Document excerpt:
========================================================================

Three is Better Than Two

No, I’m not turning this into an erotica blog to boost readership.  Reviewing some rehearsal images from the Elite Theatre Company’s production of Funny Money, I noticed that images with three distinct subject elements were more compelling than those with two.

I’ve read that odd numbers of elements work better than even numbers, but the truth of this jumped out from these otherwise similar images.  With two or four elements in the image, the elements pair up and create a sense of stasis, whereas three or five elements create a different visual dynamic, urging our eye to explore the relationships. More and more, I’m looking for triangles. (And yes, if I called the triangles “threesomes,” I’d generate a lot more web traffic)

A lot of my theater photos used to look like this, because I feel it is important to capture some sort of interaction. It is, but in this case we follow the actors' eyes to the blank space between them, and we're done looking at the picture. If Frank was holding the champagne bottle up higher, it might serve as a third visual element that causes a viewer's eye to linger.

Here, the briefcase provides a different point of interest for both the woman in the picture and the viewer of the photo. What does she see? Why does he want her to see it? There's a sense of triangulation in the more compelling photos from this shoot. What is the relationship of each element to the other elements?


A woman lunging at a surprised man, tells one story. Is the second woman trying to stop her or assisting her? I'm not sure it matters. In this case, I think the bottle is the third element, and tells much of the story. The second woman is part of a linear composition, but the bottle creates an interesting triangle.

========================================================================

Requirement 1: Which lines of the records contain the string "this"? Return each of those lines, and treat uppercase and lowercase as different.

Exercise materials:
========================================================================

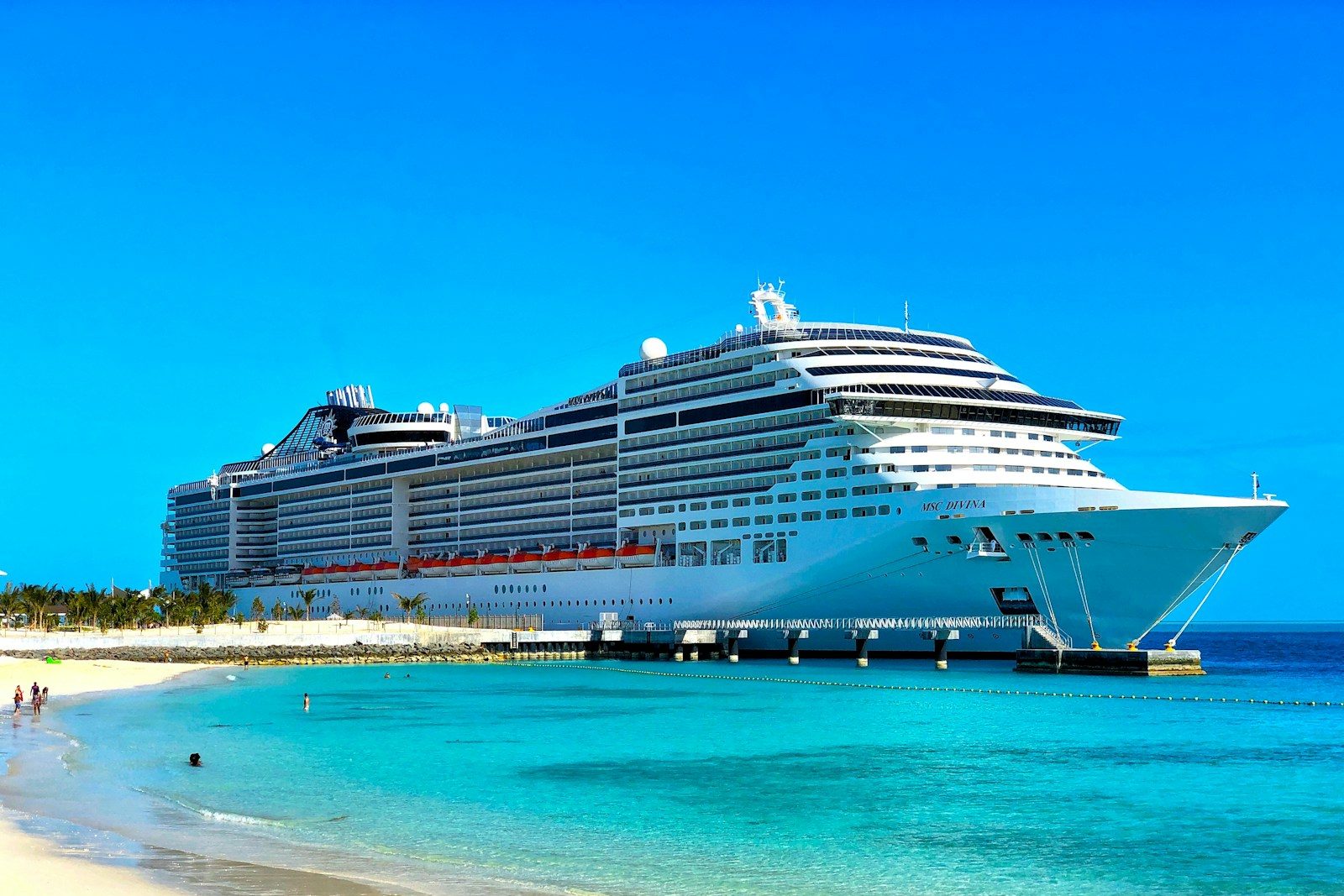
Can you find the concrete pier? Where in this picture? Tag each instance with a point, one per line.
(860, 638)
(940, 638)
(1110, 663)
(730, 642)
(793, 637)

========================================================================

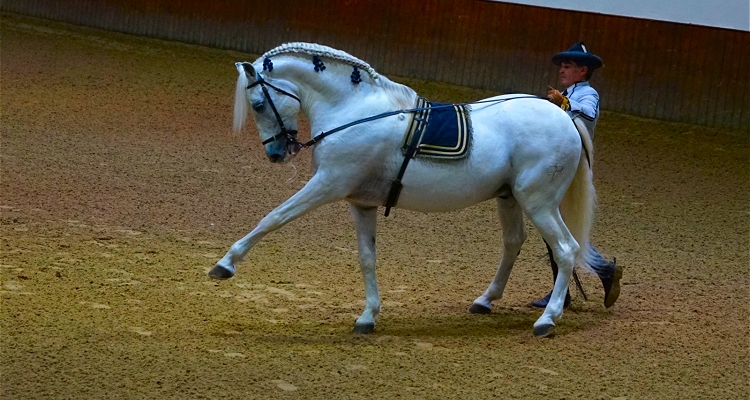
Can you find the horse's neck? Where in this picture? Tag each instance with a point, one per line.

========================================================================

Requirement 2: What questions does the blog post on three-element photo composition ask? List every one, word for word.

Complete response 1:
Can you find the concrete pier? Where in this picture? Tag each instance with a point, one per line.
Can you find the horse's neck? Where in this picture? Tag each instance with a point, one per line.

Complete response 2:
What does she see?
Why does he want her to see it?
What is the relationship of each element to the other elements?
Is the second woman trying to stop her or assisting her?